▸ What you will do:
- A) In the interview on young children's math development below, why did the researcher turn to studying infants for her dissertation? Answer in one to three sentences.
- B) Write the next part of the interview on young children's math development, continuing after its final paragraph.

▸ Page text:
begin

**By ****Lindsay Clare Matsumura**** and ****Kristin Klingensmith**

**Institute for Learning**

**Big Ideas from the Interview with ****Dr. Melissa Libertus**

- The seeds of mathematical reasoning begin in infancy, starting with the ability to discriminate between quantities.
- Young children’s mathematical reasoning skills develop during everyday activities, such as grocery shopping, cooking, and even riding in a car. When young children engage in intentional talk about quantities that they see in everyday life, their reasoning deepens.
- Adults can support children’s mathematical skills in activities such as arts and crafts by engaging in discussions about mathematical observations like the number of crayons in a box, which picture has the most flowers, patterns in beaded bracelets being made, how shapes fit together, etc.

**What got you interested in studying young children’s math development?**

I loved math as a child, but I saw that lots of other kids were struggling to learn it. I started tutoring math early in life and that got me to think about how best to explain concepts and solve problems in ways not regularly taught in class. One of my biggest joys was to see how concepts clicked for students. As an undergraduate, I majored in cognitive science and worked with professors studying math education and how to best teach kids algebra. I realized that by the time kids came to algebra, a lot has already happened that determines success, and I wanted to start younger. So, I worked with infants for my dissertation to understand the foundations of mathematical thinking—what happens before kids get to school and how that lays the foundations for math.

**What does mathematical thinking and reasoning look like in infants? What are those early foundations? **

When it comes to understanding the basic foundations of mathematical thinking present in infancy, there are two main concepts that we believe are present. The first is that infants have an understanding of small quantities and their exact numbers. Essentially, they can tell that one ball is a different number of objects than two balls, and that’s different from three. But the exact understanding of being able to tell these different quantities apart is pretty much limited to those small sizes.

Secondly, while having a precise understanding of small quantities, they also have an appreciation for large quantities, but it’s imprecise. A lot of research shows that infants can discriminate between different quantities of objects, but it needs to be a certain kind of difference between the quantities for them to be able to do so. For example, they might be able to tell that a set of 24 balls is more than a set of 8, but they wouldn’t be able to tell the difference between a set of 24 and a set of 18 because those quantities are too similar.

**How do thinking and reasoning change after infancy? **

Over the first few years of life, approximate quantity representations become more precise. In addition, infants are able to use their understanding of quantities to learn about basic arithmetic operations. For example, if I show an infant about 10 objects and add another set of objects to this, the rough outcome might be something like 15 or so. Infants know that there are no longer 10 objects, and they know there are more than 10. And if I take something away, there are less than 10 objects. Thus, infants have a rough idea of where the results might end up, but it’s all just an approximate understanding of these quantities, not necessarily precise. Precision grows later on when kids learn to count and do arithmetic with quantities and symbols.

**Could you tell us about your research looking at the development of children’s mathematical thinking and reasoning?**

One of the most surprising findings of my early research was that we see individual differences in infants’ rudimentary understanding of quantities from a very young age. By the time they are six months old, we already see some infants who can better discriminate between quantities. Even though everybody has access to this knowledge, there are some who can tell that quantities that are close in size are actually different, and others who need quantities that vary significantly to be able to tell them apart.

end

▸ Source excerpt:
begin

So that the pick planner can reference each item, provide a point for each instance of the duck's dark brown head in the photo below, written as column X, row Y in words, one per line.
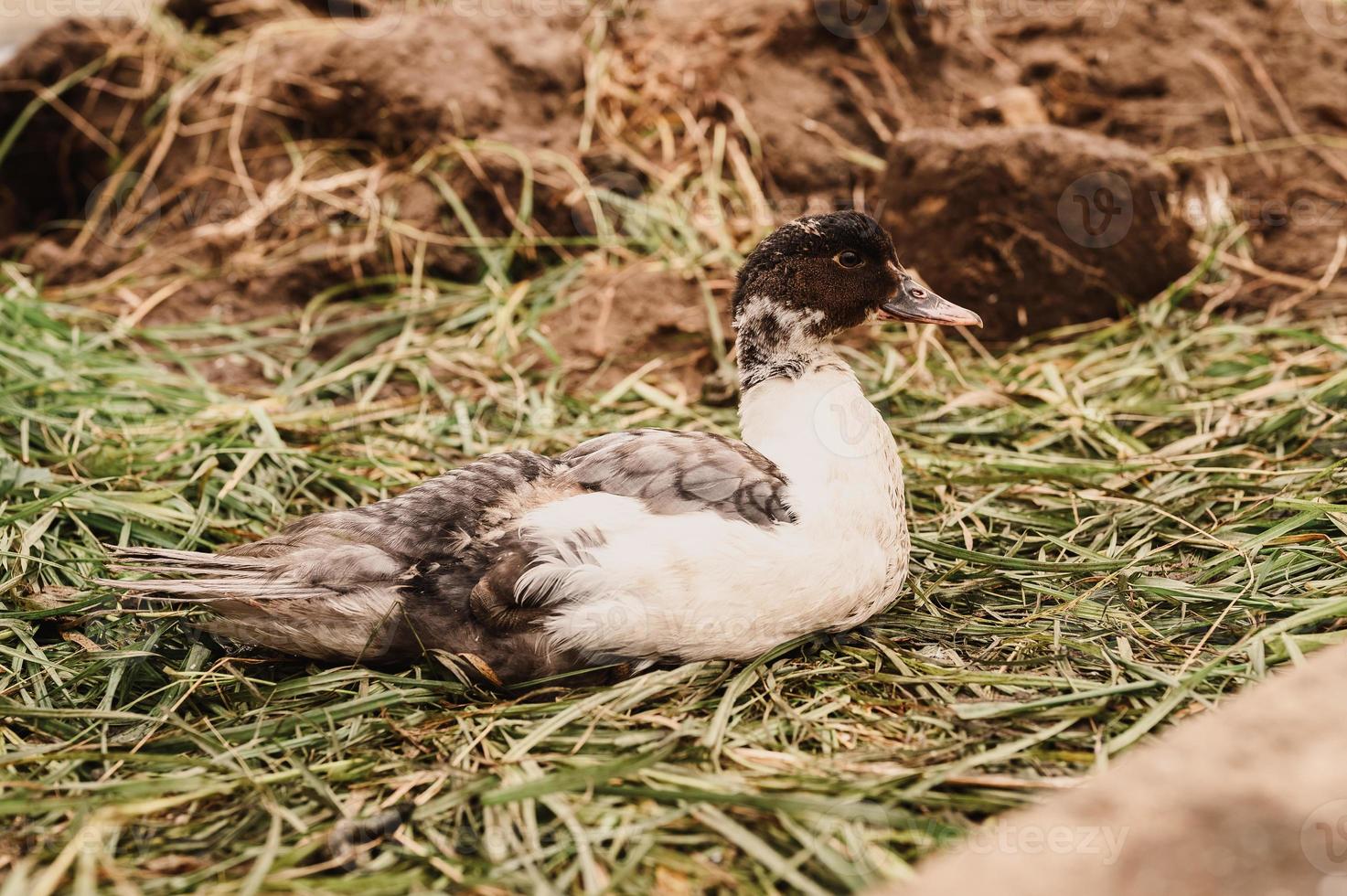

end

▸ Expected outputs:
- A) She realized that by the time children reach algebra, much has already happened that determines their success, so she wanted to start younger. Working with infants let her study the foundations of mathematical thinking that form before children get to school.

- B)
One of my longitudinal studies showed that this difference in infancy predicts kids’ math abilities three years later, which was important. We tested infants and then retested them when they were in pre-school. We saw that those children who as infants, had an easier time discriminating between quantities were the ones who later scored higher on a standardized math assessment. So, we’re curious where these differences come from at this very young age. What happens in infancy that puts some kids on a trajectory to developing a more solid representation of these quantities and others to have more imprecision? And if that matters for math, what is it that we might be able to do from a very young age to help those kids who, for whatever reason, might be behind?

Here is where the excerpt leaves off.